**Recorded data:**
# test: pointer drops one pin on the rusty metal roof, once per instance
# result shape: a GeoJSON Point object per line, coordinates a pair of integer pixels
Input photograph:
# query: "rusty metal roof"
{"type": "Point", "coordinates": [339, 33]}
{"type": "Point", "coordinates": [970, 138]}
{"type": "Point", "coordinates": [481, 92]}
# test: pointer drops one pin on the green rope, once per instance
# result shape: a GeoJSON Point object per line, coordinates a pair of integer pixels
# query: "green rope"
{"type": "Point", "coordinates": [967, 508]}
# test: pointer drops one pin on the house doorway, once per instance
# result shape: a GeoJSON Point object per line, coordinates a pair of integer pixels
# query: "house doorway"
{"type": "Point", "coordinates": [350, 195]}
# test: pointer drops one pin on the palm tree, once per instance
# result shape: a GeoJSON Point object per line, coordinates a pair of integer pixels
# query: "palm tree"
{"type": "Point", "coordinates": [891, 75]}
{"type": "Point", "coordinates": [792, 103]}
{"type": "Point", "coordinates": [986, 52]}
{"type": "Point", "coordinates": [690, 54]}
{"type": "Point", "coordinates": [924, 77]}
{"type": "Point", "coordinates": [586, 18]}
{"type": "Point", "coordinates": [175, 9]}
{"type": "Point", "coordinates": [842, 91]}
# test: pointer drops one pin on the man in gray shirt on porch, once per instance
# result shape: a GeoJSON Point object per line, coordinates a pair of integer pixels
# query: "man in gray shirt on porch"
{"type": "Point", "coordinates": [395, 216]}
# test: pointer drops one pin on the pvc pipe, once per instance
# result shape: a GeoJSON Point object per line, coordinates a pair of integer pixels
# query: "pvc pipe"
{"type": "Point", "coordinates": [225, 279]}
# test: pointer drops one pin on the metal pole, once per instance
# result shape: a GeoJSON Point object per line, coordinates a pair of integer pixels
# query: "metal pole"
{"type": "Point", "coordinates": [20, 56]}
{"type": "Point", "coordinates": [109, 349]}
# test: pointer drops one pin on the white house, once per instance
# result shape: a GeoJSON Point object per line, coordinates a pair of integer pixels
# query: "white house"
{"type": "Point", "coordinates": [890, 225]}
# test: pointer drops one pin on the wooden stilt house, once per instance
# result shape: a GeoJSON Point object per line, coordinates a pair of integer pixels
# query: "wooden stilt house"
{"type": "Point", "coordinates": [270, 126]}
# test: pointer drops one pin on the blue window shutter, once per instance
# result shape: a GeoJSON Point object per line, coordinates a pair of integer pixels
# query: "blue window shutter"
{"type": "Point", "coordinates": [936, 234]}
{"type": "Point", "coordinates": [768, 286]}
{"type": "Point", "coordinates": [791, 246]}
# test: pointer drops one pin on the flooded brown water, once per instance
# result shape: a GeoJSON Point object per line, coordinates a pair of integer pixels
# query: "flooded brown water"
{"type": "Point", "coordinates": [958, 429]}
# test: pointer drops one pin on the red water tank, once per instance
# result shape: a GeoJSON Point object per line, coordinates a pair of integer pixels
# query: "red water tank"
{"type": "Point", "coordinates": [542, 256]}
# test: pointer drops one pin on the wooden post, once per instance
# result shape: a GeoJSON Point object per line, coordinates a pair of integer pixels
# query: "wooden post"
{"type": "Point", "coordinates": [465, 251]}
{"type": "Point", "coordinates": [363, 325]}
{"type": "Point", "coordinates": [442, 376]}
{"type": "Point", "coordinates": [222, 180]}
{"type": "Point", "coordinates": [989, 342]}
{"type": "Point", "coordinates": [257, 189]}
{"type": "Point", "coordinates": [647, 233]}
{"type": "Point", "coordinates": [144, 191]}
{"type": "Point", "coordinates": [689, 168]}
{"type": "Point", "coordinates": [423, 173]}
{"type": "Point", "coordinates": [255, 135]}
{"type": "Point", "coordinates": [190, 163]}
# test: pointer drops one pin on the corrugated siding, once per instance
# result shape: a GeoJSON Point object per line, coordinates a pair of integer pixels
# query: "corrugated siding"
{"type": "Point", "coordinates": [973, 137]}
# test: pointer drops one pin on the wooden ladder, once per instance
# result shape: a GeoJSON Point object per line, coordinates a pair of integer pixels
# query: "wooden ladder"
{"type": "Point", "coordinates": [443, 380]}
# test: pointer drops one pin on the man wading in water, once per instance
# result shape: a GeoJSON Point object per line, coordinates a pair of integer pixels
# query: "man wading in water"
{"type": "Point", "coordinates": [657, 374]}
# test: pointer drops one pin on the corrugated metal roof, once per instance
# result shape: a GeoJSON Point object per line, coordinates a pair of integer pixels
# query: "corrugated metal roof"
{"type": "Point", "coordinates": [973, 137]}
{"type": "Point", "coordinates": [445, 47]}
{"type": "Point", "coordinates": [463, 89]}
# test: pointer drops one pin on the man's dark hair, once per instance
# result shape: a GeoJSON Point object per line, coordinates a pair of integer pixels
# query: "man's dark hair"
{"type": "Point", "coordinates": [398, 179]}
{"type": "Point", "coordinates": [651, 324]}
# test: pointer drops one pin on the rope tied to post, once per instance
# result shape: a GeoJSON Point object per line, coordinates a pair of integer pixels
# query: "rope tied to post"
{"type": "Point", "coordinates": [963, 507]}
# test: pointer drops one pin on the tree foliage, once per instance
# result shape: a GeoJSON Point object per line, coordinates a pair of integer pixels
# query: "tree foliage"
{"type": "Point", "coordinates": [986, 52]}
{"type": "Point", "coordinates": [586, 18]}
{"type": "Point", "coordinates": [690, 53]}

**What is expected:**
Leaving every word in place, retype all of the listing.

**Result:**
# test: pointer drops one pin on the rusty metal roof, once per instance
# result shape: a GeoJSON Point object per line, coordinates a pair of integer pixels
Input photograph:
# query: "rusty metal roof"
{"type": "Point", "coordinates": [339, 33]}
{"type": "Point", "coordinates": [970, 138]}
{"type": "Point", "coordinates": [481, 92]}
# test: pointer drops one pin on the green rope, once per instance
# result shape: a GeoJSON Point object per line, coordinates a pair of integer pixels
# query: "green rope"
{"type": "Point", "coordinates": [967, 508]}
# test: pointer drops one pin on the house doorway, once per instance
# result shape: a GeoJSON Point object per line, coordinates a pair of integer pixels
# query: "house doorway"
{"type": "Point", "coordinates": [350, 195]}
# test: pointer drops one pin on the palm tree, once per instance
# result shape: a GeoJSON Point object per line, coordinates a pair of integer pixels
# query: "palm tree"
{"type": "Point", "coordinates": [891, 75]}
{"type": "Point", "coordinates": [792, 103]}
{"type": "Point", "coordinates": [986, 52]}
{"type": "Point", "coordinates": [690, 54]}
{"type": "Point", "coordinates": [924, 77]}
{"type": "Point", "coordinates": [586, 18]}
{"type": "Point", "coordinates": [175, 9]}
{"type": "Point", "coordinates": [842, 91]}
# test: pointer drops one pin on the man in gray shirt on porch, once per instance
# result shape: a GeoJSON Point object per line, coordinates a pair of integer pixels
# query: "man in gray shirt on porch"
{"type": "Point", "coordinates": [395, 216]}
# test: pointer drops one pin on the pvc pipe, once per instance
# result shape: a GeoJSON Point object per line, coordinates a pair of integer pixels
# query: "pvc pipe"
{"type": "Point", "coordinates": [225, 279]}
# test: pointer drops one pin on the metal pole, once per instance
# result shape: a GeoJSON Point object per line, coordinates a pair of integer pixels
# query: "metal pole"
{"type": "Point", "coordinates": [20, 56]}
{"type": "Point", "coordinates": [109, 349]}
# test: pointer drops one pin on the white house, once per instance
# result shape: a GeoJSON Point object per line, coordinates a pair of integer pixels
# query: "white house"
{"type": "Point", "coordinates": [890, 225]}
# test: pointer drops one pin on the wooden stilt house, once per instance
# result shape: a GeoJSON Point object per line, coordinates a pair of integer pixels
# query: "wooden stilt house"
{"type": "Point", "coordinates": [270, 126]}
# test: pointer drops one pin on the blue window shutter, once per instance
# result shape: a GeoJSON Point object per line, coordinates a pair of integer pixels
# query: "blue window shutter"
{"type": "Point", "coordinates": [936, 234]}
{"type": "Point", "coordinates": [768, 286]}
{"type": "Point", "coordinates": [791, 246]}
# test: pointer drops one pin on the flooded brown water, once per instance
# result shape: a GeoJSON Point object per line, coordinates a pair of integer pixels
# query: "flooded brown water"
{"type": "Point", "coordinates": [958, 429]}
# test: pointer drops one pin on the red water tank, once per instance
# result shape: a GeoJSON Point object per line, coordinates a pair of integer pixels
# query: "red water tank"
{"type": "Point", "coordinates": [542, 256]}
# test: pointer drops one pin on the wooden post, once per instance
# result shape: a GeoJSON Point object per line, coordinates a pair of integer pixels
# query: "wooden post"
{"type": "Point", "coordinates": [465, 251]}
{"type": "Point", "coordinates": [363, 325]}
{"type": "Point", "coordinates": [442, 376]}
{"type": "Point", "coordinates": [222, 180]}
{"type": "Point", "coordinates": [989, 342]}
{"type": "Point", "coordinates": [257, 189]}
{"type": "Point", "coordinates": [647, 233]}
{"type": "Point", "coordinates": [144, 191]}
{"type": "Point", "coordinates": [689, 168]}
{"type": "Point", "coordinates": [423, 173]}
{"type": "Point", "coordinates": [255, 135]}
{"type": "Point", "coordinates": [190, 163]}
# test: pointer drops one pin on the corrugated siding, once per instance
# result shape: a GeoJSON Point object per line, coordinates a pair of integer pixels
# query: "corrugated siding"
{"type": "Point", "coordinates": [973, 137]}
# test: pointer drops one pin on the wooden ladder, once per instance
# result shape: a GeoJSON Point object per line, coordinates a pair of integer pixels
# query: "wooden ladder"
{"type": "Point", "coordinates": [443, 380]}
# test: pointer drops one pin on the man wading in water, once per instance
# result shape: a GeoJSON Point object per line, coordinates a pair of integer pixels
# query: "man wading in water"
{"type": "Point", "coordinates": [657, 374]}
# test: pointer drops one pin on the corrugated metal roof, once per instance
# result shape: a GeoJSON Point object per line, coordinates a pair of integer pixels
# query: "corrugated metal roof"
{"type": "Point", "coordinates": [973, 137]}
{"type": "Point", "coordinates": [445, 47]}
{"type": "Point", "coordinates": [463, 89]}
# test: pointer drops one pin on the man's dark hair, once per instance
# result shape: a GeoJSON Point object per line, coordinates a pair of integer pixels
# query: "man's dark hair"
{"type": "Point", "coordinates": [398, 179]}
{"type": "Point", "coordinates": [651, 324]}
# test: pointer drops one pin on the rope tied to post, once per instance
# result shape: a GeoJSON Point object per line, coordinates a pair of integer pixels
# query: "rope tied to post"
{"type": "Point", "coordinates": [963, 507]}
# test: pointer drops one pin on the tree foliage, once per instance
# result shape: a GeoJSON Point object per line, coordinates a pair of integer pixels
# query: "tree foliage"
{"type": "Point", "coordinates": [986, 52]}
{"type": "Point", "coordinates": [586, 18]}
{"type": "Point", "coordinates": [690, 53]}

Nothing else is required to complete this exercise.